**DOCUMENT PASSAGE**
↓
In a further embodiment of a tubular product clamp according to the invention each clamping device further comprises a yoke, which yoke is configured for positioning the spacer arm relative to the base part and the clamp part while the clamp part is moved relative to the base part, which yoke is at a central part thereof pivotably mounted on the spacer arm, and is at opposite ends thereof provided with slots, one slot engaging a pivot on the base part and the other slot engaging a pivot on the clamp part.

In a preferred embodiment, each clamping device comprises a spacer arm on both the left side and the right side, which spacer arms are each provided with a yoke. In a further preferred embodiment, both the left frame part and the right frame part are provided with a yoke. Thus, the trolley frame, in this embodiment comprising an upper retainer arm, a lower retainer arm and a spacer arm on its left side and on its right side, is positioned by the yokes on both sides of the clamping device, which is beneficial in preventing the trolley frame, and thus the load transfer rollers, from slanting.
↑
**STORED DATA**
↓
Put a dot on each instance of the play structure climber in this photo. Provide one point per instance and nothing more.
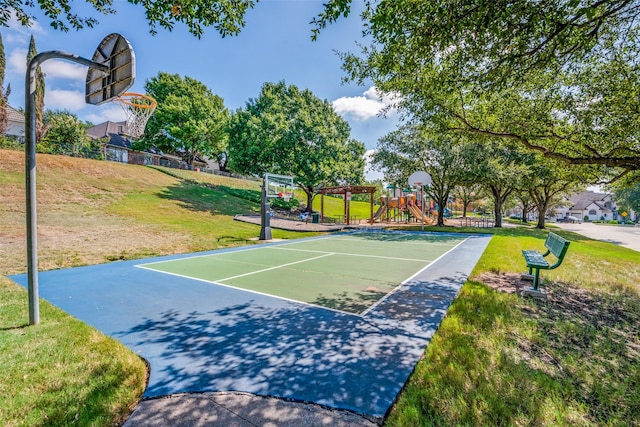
↑
**SET TASK**
Continue the tubular product clamp passage, starting right after its final sentence. The material has no connection to the tubular product clamp passage.

**THE ANSWER**
In an embodiment of a tubular product clamp according to the invention, each clamping device comprises a rack and pinion mechanism, which rack and pinion mechanism is provided between the respective load transfer rollers on the one hand and the base part and the clamp part on the other hand, to position the load transfer rollers relative to the base part and the clamp part while the clamp part is moved relative to the base part. Such a rack and pinion interface can thus be used instead of, or in addition to, a yoke and/or a spacer arm. In an embodiment, the rack and pinion mechanism can be integrated with circumferential guide flanges to further position the load transfer rollers in the axial direction.

In an embodiment, the rack and pinion mechanism comprises a left side sprocket wheel and a right side sprocket wheel mounted on opposite ends of each load transfer roller respectively, and preferably, the sprocket wheels are mounted on an axle end of the transfer rollers.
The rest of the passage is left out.